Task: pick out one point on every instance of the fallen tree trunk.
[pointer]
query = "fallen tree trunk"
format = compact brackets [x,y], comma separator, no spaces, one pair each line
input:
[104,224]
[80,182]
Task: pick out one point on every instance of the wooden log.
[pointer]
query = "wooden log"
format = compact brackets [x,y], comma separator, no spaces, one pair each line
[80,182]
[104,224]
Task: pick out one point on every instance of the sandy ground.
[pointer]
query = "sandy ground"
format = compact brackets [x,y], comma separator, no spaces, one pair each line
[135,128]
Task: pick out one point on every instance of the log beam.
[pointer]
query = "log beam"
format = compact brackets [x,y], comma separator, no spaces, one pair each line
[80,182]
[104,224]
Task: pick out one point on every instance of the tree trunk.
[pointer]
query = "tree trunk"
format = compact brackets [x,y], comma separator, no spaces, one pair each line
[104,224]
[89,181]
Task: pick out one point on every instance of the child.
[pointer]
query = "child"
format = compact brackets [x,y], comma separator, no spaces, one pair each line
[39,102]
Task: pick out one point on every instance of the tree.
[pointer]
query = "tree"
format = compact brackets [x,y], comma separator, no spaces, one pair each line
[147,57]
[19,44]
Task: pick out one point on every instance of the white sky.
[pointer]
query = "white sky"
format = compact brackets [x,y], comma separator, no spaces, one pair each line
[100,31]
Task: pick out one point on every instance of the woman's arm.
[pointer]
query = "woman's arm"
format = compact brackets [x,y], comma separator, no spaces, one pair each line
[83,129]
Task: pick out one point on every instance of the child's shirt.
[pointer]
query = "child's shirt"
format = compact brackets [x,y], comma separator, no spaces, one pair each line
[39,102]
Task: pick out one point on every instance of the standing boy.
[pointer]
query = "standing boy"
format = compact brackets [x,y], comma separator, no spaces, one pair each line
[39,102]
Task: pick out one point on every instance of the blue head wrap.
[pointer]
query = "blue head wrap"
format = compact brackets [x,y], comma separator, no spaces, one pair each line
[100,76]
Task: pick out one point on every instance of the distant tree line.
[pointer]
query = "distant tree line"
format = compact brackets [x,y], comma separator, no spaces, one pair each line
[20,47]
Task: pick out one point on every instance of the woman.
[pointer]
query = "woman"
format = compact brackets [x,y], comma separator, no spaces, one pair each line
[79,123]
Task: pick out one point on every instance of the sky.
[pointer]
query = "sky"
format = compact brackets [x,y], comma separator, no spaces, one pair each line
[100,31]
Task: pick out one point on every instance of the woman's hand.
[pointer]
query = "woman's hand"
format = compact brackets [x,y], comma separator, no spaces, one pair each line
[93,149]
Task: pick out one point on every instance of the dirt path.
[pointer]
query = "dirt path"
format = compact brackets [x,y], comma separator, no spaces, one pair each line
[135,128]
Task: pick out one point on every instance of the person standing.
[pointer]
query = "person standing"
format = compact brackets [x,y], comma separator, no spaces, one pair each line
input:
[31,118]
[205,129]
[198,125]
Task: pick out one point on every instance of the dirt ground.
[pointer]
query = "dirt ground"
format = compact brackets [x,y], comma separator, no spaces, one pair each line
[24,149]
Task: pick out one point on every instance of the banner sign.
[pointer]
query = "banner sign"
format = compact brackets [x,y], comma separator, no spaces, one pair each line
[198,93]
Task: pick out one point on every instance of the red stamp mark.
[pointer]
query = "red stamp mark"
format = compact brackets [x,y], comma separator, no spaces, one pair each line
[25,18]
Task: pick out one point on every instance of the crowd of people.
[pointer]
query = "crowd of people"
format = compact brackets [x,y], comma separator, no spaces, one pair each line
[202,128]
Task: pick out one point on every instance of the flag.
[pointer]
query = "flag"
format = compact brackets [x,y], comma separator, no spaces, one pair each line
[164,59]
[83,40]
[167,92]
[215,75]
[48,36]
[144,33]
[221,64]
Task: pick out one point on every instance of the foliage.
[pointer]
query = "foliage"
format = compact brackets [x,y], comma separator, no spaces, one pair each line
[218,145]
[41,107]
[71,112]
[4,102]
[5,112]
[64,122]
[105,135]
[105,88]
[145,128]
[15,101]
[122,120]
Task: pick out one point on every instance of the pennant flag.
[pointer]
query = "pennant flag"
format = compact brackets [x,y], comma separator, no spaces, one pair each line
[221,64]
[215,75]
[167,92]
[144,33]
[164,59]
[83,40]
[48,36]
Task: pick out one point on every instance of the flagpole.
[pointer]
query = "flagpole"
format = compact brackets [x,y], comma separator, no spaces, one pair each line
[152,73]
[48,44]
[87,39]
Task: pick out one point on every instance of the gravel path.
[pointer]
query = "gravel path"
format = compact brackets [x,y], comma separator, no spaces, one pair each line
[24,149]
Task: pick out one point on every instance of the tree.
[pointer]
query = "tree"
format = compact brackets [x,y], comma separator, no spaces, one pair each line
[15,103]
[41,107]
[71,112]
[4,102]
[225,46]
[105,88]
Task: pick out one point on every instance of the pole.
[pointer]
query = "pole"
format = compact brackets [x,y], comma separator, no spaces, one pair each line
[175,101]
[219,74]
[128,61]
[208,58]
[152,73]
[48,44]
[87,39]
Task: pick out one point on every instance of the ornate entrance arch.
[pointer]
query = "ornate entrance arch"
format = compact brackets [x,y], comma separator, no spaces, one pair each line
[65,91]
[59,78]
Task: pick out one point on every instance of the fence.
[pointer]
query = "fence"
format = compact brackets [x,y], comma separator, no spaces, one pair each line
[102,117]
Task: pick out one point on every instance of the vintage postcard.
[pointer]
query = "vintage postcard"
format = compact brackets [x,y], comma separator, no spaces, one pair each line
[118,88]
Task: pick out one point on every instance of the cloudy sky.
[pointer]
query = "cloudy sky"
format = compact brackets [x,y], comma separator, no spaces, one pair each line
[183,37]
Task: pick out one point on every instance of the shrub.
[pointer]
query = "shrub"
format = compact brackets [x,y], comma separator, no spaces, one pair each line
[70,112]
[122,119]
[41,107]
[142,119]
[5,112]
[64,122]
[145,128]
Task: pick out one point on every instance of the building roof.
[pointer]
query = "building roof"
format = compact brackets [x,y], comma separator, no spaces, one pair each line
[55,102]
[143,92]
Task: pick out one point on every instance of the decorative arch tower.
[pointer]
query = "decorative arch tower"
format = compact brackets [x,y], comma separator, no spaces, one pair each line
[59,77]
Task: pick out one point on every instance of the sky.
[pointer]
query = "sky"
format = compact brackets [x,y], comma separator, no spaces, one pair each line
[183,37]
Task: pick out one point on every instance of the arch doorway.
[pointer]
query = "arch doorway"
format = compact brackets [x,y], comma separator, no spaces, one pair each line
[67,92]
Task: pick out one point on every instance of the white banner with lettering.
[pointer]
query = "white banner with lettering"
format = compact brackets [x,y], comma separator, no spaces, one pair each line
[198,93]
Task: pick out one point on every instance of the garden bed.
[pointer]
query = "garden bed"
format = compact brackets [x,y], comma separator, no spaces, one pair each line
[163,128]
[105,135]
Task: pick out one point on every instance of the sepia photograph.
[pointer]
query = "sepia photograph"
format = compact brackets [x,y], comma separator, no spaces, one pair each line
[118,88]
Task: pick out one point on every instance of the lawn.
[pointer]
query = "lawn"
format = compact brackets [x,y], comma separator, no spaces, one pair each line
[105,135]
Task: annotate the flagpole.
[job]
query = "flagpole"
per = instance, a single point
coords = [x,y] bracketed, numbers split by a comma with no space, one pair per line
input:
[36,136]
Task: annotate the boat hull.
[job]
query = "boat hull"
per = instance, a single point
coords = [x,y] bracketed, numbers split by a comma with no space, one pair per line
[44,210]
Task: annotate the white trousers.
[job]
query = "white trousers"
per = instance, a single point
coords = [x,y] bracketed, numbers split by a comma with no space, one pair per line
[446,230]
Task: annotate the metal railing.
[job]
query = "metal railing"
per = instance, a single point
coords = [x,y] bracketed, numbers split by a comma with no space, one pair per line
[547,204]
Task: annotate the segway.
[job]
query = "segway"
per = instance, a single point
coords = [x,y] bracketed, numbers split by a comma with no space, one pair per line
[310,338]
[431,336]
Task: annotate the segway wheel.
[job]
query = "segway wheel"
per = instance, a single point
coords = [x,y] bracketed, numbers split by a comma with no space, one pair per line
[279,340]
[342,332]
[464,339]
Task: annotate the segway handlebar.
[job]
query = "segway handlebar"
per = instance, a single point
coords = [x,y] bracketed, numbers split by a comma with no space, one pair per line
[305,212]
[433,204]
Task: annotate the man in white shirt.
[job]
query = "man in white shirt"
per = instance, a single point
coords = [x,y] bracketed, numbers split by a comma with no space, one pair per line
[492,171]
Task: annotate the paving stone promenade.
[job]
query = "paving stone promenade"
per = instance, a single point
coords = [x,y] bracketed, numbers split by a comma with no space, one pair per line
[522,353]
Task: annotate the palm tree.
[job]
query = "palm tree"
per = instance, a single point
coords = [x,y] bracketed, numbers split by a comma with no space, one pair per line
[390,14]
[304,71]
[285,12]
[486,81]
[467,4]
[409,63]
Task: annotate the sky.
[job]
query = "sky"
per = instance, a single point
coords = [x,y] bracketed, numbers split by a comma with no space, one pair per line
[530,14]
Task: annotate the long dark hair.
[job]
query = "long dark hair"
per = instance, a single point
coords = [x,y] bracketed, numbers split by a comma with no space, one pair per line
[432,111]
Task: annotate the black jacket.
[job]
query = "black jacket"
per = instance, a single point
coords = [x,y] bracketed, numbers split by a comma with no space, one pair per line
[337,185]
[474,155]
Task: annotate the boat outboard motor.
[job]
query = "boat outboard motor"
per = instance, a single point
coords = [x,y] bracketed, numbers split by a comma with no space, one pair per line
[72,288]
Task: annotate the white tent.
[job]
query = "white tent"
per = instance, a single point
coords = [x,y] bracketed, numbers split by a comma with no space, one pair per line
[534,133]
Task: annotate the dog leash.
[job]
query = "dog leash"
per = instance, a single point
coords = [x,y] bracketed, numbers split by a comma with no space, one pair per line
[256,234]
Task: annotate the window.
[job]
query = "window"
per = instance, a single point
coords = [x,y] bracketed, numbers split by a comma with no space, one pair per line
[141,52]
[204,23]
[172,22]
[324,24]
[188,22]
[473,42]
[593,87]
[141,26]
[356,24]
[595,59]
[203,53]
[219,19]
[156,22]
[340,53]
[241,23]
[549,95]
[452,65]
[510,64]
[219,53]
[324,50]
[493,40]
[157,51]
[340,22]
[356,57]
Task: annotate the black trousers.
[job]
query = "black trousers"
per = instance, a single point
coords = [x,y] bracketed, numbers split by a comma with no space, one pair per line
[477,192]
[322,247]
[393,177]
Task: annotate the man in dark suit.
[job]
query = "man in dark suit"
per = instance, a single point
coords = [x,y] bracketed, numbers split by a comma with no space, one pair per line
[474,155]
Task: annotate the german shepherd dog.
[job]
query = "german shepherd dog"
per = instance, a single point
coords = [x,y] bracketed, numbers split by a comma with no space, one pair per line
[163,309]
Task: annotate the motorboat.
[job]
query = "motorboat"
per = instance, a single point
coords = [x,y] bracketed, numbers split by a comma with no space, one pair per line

# Instructions to follow
What is needed is every line of the records that contains the word "segway".

# Response to the task
Task: annotate the segway.
query = "segway"
Task: annotate the segway wheel.
query = "segway wheel"
Task: annotate the segway handlebar.
query = "segway handlebar"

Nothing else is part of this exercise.